## COMPITI RICHIESTI
- 1) Trascrivi il tratto del testo su Milano che va da "Milano nel 2017" fino a "una realtà collettiva.".
- 2) Prosegui il testo su Milano a partire dalla sua ultima frase.

## TESTO IN ESAME
▼▼▼

Che cos’è Milano? Un dispositivo-città in cui impazzire lentamente, una macchina-mostro oniricofagica, un artefatto di cristallo annerito. Che cosa sono io? Il prodotto tumefatto delle relazioni che ho attraversato e dei luoghi che hanno lasciato bruciature sulla mia pelle, una nube di carne e pensiero che attraversa il cemento e l’acciaio, dentro e fuori di sé.
Milano nel 2017 mutava e radiava, dilatava il suo calcestruzzo impermeabile sulle forme del modello Expo, contraendo settori di popolazione inerte e battuta, deformando l’orizzonte con le gru. Io ero un ammasso di nostalgia e rabbia, e giravo da solo per concerti, cercando i miei simili nelle periferie e negli squat, ricercando una forma di identità che sfumasse i contorni della mia individualità cancerogena, che producesse gli scoppi duraturi di una realtà collettiva.
La storia dell’hardcore a Milano affonda le radici negli anni della controcultura e della lotta, in quei settanta feroci di Alice, delle barricate e delle occupazioni. Nel dettaglio, negli anni del Virus (centro sociale n.d.a.) e della parola d’ordine No Future intorno a cui si riunivano i cani randagi della capitale meneghina. Ciclostili che sputavano fanzine, scontri, moltitudini affaccendate nel demolire un mondo che opprime per opprimere, che esclude per escludere; concerti, ovviamente, come apoteosi di un rituale collettivo su cui fondare una palingenesi delle periferie ideologiche, per ridiscutere lo spazio geografico-politico e definirne il centro. Sono consapevole che un altro modello sociale e culturale sembra abbia vinto e sepolto sotto cumuli di macerie le speranze di un nuovo mondo possibile, e necessario oggi più di allora. Ricerco affannosamente chi come me si ostina a resistere, e urla attraverso la musica il proprio dissenso.

▲▲▲

## RIGHE FORNITE
▼▼▼

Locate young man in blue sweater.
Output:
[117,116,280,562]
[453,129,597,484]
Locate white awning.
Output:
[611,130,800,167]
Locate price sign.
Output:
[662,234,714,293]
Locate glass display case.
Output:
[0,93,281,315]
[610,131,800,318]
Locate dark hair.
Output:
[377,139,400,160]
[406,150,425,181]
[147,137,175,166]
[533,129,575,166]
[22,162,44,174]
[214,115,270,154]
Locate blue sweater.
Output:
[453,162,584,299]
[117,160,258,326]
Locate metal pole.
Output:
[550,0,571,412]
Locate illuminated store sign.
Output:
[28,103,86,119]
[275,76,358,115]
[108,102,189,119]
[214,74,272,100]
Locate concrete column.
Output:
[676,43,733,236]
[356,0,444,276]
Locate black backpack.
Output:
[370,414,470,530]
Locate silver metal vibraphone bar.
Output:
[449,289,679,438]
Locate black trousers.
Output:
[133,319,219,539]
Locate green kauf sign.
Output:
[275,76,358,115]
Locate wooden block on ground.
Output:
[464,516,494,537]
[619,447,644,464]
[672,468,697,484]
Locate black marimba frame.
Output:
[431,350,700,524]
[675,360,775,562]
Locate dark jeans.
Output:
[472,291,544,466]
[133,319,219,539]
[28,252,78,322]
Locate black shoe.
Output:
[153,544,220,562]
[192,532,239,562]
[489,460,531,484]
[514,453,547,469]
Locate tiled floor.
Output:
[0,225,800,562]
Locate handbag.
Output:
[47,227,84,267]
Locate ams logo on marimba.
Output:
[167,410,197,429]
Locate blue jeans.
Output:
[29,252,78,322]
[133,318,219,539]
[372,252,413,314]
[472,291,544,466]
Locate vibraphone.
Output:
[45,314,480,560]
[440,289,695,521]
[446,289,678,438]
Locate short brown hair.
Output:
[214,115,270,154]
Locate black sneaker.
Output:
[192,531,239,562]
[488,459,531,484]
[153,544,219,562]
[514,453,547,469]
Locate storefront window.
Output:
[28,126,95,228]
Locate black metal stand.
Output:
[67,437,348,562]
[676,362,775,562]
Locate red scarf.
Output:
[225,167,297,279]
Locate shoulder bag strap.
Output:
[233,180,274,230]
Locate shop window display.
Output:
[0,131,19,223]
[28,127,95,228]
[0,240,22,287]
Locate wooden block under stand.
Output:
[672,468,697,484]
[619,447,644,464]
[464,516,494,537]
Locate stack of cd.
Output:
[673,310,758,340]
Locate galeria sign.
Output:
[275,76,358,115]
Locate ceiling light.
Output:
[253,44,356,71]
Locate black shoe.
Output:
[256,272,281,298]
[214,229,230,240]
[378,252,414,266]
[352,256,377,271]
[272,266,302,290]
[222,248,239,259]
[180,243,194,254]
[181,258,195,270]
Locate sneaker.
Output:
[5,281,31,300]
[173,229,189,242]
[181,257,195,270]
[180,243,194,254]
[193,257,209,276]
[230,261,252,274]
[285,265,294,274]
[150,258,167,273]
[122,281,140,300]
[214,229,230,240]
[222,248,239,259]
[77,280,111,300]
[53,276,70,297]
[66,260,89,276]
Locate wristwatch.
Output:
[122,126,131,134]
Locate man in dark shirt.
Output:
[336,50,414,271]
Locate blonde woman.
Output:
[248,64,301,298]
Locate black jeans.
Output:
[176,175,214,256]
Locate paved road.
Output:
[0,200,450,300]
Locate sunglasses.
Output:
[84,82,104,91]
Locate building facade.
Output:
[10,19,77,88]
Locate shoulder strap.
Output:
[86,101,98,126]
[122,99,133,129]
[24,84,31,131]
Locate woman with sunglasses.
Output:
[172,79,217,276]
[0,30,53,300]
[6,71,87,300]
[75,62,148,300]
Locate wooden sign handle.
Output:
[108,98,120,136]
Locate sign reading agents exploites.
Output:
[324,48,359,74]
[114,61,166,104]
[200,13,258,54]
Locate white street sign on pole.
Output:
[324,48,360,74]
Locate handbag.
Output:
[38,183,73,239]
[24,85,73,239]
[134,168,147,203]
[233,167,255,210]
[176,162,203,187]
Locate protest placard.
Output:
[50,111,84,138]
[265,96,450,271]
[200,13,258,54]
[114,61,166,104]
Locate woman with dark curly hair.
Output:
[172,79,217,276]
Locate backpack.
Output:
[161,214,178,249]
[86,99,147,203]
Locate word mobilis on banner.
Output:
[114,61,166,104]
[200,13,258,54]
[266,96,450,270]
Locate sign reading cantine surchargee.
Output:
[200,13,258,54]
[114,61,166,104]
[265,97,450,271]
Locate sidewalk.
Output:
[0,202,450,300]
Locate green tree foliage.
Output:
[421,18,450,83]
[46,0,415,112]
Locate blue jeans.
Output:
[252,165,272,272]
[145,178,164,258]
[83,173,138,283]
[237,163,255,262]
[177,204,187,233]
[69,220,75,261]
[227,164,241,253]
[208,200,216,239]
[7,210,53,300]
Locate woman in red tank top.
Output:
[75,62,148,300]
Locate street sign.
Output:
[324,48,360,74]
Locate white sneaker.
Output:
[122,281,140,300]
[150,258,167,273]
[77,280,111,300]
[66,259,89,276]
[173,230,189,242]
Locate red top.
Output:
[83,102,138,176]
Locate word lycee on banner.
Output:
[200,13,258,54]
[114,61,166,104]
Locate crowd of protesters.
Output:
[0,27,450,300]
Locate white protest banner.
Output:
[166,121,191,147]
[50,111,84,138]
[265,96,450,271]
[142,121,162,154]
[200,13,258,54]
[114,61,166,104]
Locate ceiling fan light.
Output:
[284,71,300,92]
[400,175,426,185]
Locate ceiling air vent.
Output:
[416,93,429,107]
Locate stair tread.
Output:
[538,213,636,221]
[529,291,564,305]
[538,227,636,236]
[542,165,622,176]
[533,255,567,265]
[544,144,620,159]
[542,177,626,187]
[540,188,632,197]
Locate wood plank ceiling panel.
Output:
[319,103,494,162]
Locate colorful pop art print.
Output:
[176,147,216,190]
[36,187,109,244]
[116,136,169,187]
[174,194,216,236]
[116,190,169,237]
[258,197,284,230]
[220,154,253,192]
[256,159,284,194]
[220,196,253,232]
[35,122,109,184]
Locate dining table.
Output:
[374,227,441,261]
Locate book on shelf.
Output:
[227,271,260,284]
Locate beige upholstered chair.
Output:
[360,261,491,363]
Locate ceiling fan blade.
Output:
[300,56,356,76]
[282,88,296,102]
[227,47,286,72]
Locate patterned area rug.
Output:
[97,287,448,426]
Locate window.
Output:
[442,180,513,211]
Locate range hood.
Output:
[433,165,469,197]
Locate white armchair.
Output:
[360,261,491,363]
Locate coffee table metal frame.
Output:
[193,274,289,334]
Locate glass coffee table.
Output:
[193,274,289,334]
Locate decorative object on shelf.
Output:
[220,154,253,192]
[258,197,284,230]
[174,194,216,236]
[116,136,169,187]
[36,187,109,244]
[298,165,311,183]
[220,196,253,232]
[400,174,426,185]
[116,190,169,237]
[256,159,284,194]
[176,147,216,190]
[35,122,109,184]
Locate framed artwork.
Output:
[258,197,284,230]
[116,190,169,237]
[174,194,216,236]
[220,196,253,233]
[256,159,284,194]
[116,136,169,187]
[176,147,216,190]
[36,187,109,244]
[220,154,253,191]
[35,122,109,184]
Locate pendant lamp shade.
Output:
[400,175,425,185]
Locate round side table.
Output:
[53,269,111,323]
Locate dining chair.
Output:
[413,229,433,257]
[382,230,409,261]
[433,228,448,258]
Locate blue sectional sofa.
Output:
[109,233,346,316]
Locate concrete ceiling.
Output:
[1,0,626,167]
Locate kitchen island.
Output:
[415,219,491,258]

▲▲▲

## RISULTATI PER COMPITO
- 1)
Milano nel 2017 mutava e radiava, dilatava il suo calcestruzzo impermeabile sulle forme del modello Expo, contraendo settori di popolazione inerte e battuta, deformando l’orizzonte con le gru. Io ero un ammasso di nostalgia e rabbia, e giravo da solo per concerti, cercando i miei simili nelle periferie e negli squat, ricercando una forma di identità che sfumasse i contorni della mia individualità cancerogena, che producesse gli scoppi duraturi di una realtà collettiva.

- 2)
Il primo accenno di follia collettiva lo raggiungo quando suonano i Totorro (math-rock, Francia) allo spazio Ligera, isola dell’underground nella giungla etnocentripeta di via Padova. È il 2017, autunno, e quei suoni si affastellano sulla mia carne, mi cingono in un abbraccio, come me sorridono altre cento persone, forse, qualcuno l’ho rivisto poi, altri li ho persi. Seguono anni in cui milito nelle fila di una nicchia ostinata e incredibilmente recettiva, al Circolo Magnolia ascolto gli And So I Watch You From Afar insieme ad altre venti persone, poi i Touché Amoré in Santeria Toscana insieme ai Defheaven, tantissimi piccoli live a Casa Gorizia, l’ultimo live dei Batienne, per esempio. È un vagare tra i corpuscoli di una scena che si aggrega e cresce, un virus che si diffonde costante e venefico, e mette in discussione il parossismo estetico intrinseco della metropoli. E poi è esploso il Covid. La storia la conosciamo tutte e tutti, inutile ripetersi. Ma se scrivo questo pezzo è per disegnare una cartina di cosa si muove oggi, e per fortuna a muoversi siamo in tante e tanti.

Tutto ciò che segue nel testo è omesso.